Start of Material supplied
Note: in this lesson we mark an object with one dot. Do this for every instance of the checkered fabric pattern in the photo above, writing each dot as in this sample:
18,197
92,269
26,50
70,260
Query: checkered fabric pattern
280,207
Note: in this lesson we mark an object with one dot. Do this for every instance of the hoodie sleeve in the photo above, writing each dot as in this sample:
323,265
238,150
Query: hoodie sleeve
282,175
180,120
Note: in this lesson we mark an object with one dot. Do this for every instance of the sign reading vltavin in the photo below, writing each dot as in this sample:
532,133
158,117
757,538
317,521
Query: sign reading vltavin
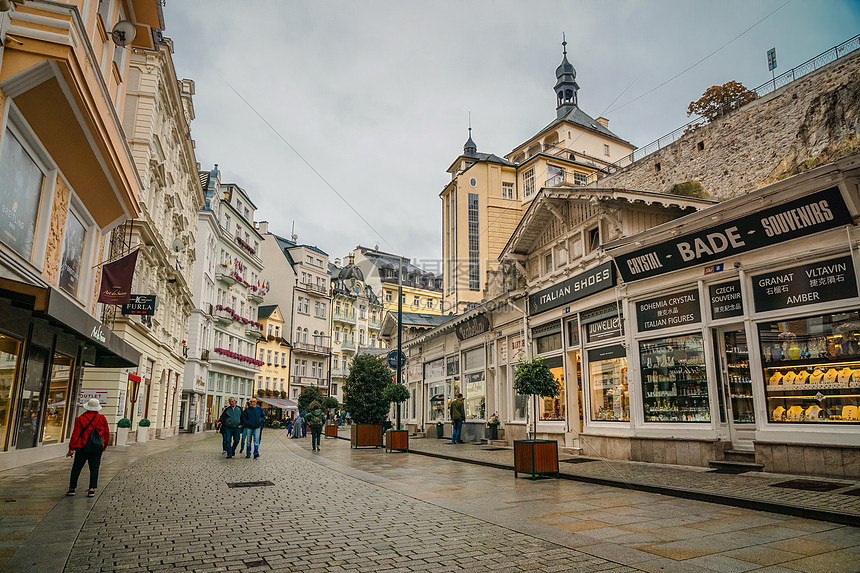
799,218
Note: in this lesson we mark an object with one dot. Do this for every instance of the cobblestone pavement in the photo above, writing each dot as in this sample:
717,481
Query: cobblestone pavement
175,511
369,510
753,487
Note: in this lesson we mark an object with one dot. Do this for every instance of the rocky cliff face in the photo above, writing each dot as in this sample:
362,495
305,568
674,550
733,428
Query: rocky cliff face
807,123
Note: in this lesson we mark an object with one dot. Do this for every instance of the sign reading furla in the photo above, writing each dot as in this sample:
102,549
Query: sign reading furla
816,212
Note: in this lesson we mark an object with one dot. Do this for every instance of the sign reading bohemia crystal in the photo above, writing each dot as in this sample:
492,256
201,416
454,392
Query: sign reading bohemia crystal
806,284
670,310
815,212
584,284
End of Material supplied
▶ **Exercise task**:
Render every line of the items above as a numbered list, skipping blank lines and omitting the pictures.

▶ **Solution below**:
1. Note: in this lesson we mark an object with one dot. Do this for every instance of the checkered fabric pattern in the photo above, writing each dot as in this sample:
2. 18,197
3. 92,269
4. 26,50
5. 70,260
6. Query: checkered fabric pattern
7. 280,207
8. Note: in this lesson we mark an object with one dot. Do this for every instance of the hoodie sleeve in the photo above, writing each dot as in this sample:
9. 323,265
10. 238,150
11. Query: hoodie sleeve
12. 282,175
13. 180,120
14. Note: in this lesson we mark an object with one dot. Do this for every instance of the sign reading vltavin in the photo below, writing each dot as in this sample:
15. 532,133
16. 158,117
17. 757,538
18. 317,521
19. Query: sign reading vltavin
20. 799,218
21. Note: in this lesson we mark an object with one dot. Do this for every instance of the cobblestone pavement in the photo above, writing each dot as in this sample:
22. 717,481
23. Query: cobblestone pavement
24. 175,511
25. 369,510
26. 753,487
27. Note: in this lesson we mark an object with one dot. Do this for every instance of the rocky cliff face in the photo above, writing each dot as in this sample:
28. 362,495
29. 305,568
30. 674,550
31. 733,428
32. Query: rocky cliff face
33. 807,123
34. Note: in this lesson we mark an object with one dot. Do this for every instance of the sign reading furla in the photo above, writing each dot as in this sample:
35. 102,549
36. Query: sign reading furla
37. 816,212
38. Note: in this lesson we mark an object with one dot. Do this for every instance of the sign reading bohemia crystal in the photo above, writing each dot as in this sample:
39. 492,256
40. 201,416
41. 454,392
42. Query: sign reading bohemia crystal
43. 806,284
44. 670,310
45. 815,212
46. 584,284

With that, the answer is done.